THE TASK:
Reproduce the lines of the listing below word for word, starting at the line containing "drop a dot on the flag" and continuing up to and including the last line of the listing.
━━━━━ RECORD EXTRACTS
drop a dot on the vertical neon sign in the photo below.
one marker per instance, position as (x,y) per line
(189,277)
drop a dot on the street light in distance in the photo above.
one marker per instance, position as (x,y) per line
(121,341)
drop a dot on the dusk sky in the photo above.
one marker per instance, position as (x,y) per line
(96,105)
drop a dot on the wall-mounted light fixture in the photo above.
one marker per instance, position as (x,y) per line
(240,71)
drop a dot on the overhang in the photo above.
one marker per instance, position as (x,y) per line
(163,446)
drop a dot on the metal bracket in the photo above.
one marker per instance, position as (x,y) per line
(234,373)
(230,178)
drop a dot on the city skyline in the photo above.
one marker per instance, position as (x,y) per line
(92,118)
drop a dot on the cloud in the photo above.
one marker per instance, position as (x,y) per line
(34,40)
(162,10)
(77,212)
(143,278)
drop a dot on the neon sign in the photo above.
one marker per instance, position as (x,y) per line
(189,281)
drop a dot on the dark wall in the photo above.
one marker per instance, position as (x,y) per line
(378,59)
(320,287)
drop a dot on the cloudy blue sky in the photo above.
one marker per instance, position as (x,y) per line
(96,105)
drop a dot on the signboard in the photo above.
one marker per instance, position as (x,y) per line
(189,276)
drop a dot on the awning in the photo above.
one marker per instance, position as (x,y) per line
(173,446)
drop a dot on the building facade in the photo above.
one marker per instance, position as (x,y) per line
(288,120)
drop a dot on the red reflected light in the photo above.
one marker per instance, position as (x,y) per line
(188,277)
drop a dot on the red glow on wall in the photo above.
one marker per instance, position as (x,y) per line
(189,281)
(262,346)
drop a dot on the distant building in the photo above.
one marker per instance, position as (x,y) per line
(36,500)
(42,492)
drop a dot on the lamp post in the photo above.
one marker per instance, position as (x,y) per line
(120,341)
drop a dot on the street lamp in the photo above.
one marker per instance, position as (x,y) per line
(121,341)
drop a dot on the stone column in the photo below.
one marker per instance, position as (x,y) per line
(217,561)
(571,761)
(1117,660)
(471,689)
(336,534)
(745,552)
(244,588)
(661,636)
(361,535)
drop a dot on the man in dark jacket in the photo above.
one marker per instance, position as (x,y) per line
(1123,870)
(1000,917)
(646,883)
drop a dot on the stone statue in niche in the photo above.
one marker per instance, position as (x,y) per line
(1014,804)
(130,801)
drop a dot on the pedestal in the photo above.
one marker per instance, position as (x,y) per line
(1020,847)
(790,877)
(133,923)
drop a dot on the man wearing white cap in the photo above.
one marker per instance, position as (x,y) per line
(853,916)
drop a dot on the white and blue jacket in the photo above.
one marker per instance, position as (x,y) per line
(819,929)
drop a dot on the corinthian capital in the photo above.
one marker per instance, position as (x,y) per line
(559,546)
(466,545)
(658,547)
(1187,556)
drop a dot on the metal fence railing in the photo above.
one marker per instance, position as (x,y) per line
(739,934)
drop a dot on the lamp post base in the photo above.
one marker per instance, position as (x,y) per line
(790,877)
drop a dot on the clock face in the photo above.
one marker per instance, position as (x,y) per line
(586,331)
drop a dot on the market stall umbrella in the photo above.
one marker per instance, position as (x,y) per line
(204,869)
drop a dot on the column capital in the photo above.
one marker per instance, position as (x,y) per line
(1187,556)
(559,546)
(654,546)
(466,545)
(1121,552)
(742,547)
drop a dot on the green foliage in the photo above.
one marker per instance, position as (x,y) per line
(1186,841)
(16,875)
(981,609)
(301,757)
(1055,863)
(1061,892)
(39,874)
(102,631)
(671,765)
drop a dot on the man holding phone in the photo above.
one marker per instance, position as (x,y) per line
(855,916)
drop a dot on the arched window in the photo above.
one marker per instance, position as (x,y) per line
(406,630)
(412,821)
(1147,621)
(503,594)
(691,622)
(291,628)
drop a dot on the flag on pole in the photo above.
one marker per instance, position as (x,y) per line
━━━━━━━━━━
SOLUTION FOR THIS PROBLEM:
drop a dot on the flag on pole in the photo above.
one marker per instance, position as (x,y) per line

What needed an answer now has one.